* Task description
Output the full listing word for word.

- Opening Delimiter -

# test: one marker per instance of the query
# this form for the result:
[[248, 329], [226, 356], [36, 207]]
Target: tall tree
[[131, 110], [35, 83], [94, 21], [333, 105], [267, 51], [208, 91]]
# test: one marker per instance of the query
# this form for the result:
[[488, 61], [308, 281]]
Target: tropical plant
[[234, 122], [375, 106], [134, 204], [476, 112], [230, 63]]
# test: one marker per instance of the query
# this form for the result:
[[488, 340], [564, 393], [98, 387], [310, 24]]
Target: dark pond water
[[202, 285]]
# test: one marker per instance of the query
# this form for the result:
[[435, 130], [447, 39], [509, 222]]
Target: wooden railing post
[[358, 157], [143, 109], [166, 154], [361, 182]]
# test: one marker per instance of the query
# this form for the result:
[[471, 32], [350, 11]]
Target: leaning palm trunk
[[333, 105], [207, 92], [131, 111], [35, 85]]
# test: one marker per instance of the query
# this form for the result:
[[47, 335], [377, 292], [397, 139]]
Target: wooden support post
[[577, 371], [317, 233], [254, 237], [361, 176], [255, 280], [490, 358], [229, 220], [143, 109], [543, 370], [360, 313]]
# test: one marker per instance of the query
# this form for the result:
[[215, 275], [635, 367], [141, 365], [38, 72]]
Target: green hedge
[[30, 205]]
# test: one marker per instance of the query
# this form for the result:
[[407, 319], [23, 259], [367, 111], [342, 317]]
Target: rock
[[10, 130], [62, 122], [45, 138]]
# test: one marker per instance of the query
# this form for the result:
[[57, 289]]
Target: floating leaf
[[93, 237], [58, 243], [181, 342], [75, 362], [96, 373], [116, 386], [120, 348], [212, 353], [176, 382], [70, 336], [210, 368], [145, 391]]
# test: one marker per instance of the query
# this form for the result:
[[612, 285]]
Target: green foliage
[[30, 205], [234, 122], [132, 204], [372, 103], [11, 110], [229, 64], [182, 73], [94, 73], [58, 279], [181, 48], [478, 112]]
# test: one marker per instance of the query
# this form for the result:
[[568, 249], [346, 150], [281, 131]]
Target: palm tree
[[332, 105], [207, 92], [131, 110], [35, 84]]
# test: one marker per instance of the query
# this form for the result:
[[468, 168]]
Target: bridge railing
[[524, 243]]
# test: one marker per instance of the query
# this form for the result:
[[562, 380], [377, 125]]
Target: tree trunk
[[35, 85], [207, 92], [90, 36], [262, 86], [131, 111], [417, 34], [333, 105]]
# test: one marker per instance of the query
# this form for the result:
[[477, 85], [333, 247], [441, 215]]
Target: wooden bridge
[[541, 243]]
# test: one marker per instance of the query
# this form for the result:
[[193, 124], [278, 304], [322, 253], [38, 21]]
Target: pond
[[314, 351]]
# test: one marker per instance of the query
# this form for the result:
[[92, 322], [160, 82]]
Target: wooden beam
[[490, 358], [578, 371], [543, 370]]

- Closing Delimiter -

* Task result
# test: one marker per instance of the query
# this form for the result:
[[248, 329], [226, 356], [36, 207]]
Target: tall tree
[[131, 110], [35, 83], [94, 21], [333, 105], [267, 51], [208, 91]]
# test: one marker per instance of the query
# this form for the result:
[[488, 61], [308, 281]]
Target: tropical plant
[[234, 122], [375, 106], [134, 204], [476, 112], [230, 63]]
# test: one marker per instance of the query
# this form for the result:
[[488, 340], [564, 393], [98, 387], [310, 24]]
Target: dark pond water
[[202, 285]]
# test: one marker per instance of the query
# this form for the result:
[[435, 130], [447, 39], [509, 222]]
Target: wooden railing post
[[358, 157], [143, 109], [166, 154], [361, 182]]
# test: one marker per instance of the query
# this form for the result:
[[471, 32], [350, 11]]
Target: leaning palm trunk
[[333, 105], [207, 92], [131, 111], [35, 85]]
# test: one marker per instance of the query
# this form for the result:
[[47, 335], [377, 292], [397, 139]]
Target: wooden support post
[[577, 371], [317, 233], [254, 237], [361, 176], [255, 280], [490, 358], [229, 220], [143, 109], [543, 370], [360, 313]]
# test: one marker per instance of the query
# this form for the result:
[[215, 275], [635, 367], [141, 365], [38, 72]]
Target: green hedge
[[30, 205]]
# test: one marker per instance of the query
# this form for the result:
[[407, 319], [23, 259], [367, 111], [342, 317]]
Target: rock
[[10, 130], [62, 122], [45, 138]]
# test: one marker per instance of the query
# this form for the result:
[[57, 289]]
Target: floating leaf
[[93, 237], [58, 243], [181, 342], [75, 362], [96, 373], [116, 386], [120, 348], [212, 353], [176, 382], [70, 336], [210, 368], [145, 391]]
# test: one marker per instance of the query
# this form for the result:
[[612, 285]]
Target: green foliage
[[30, 205], [234, 122], [132, 204], [372, 103], [11, 110], [229, 64], [182, 73], [94, 73], [58, 279], [181, 48], [478, 112]]
# test: one marker per instance of the query
# this form for the result:
[[568, 249], [346, 150], [281, 131]]
Target: palm tree
[[332, 105], [207, 92], [131, 110], [35, 84]]
# test: one marker per instance of the query
# this form for the result:
[[468, 168]]
Target: bridge railing
[[524, 243]]
# test: one marker per instance of the query
# this form for the result:
[[562, 380], [377, 125]]
Target: tree trunk
[[35, 85], [207, 92], [90, 36], [262, 86], [131, 111], [417, 34], [333, 105]]
# test: one marker per instance of the query
# this form for the result:
[[477, 85], [333, 247], [441, 215]]
Target: wooden bridge
[[541, 243]]
# test: one marker per instance of the query
# this form for the result:
[[193, 124], [278, 304], [322, 253], [38, 21]]
Target: pond
[[314, 351]]
# test: one marker per instance of the query
# this form for the result:
[[92, 322], [160, 82]]
Target: wooden beam
[[490, 358], [578, 371], [543, 370]]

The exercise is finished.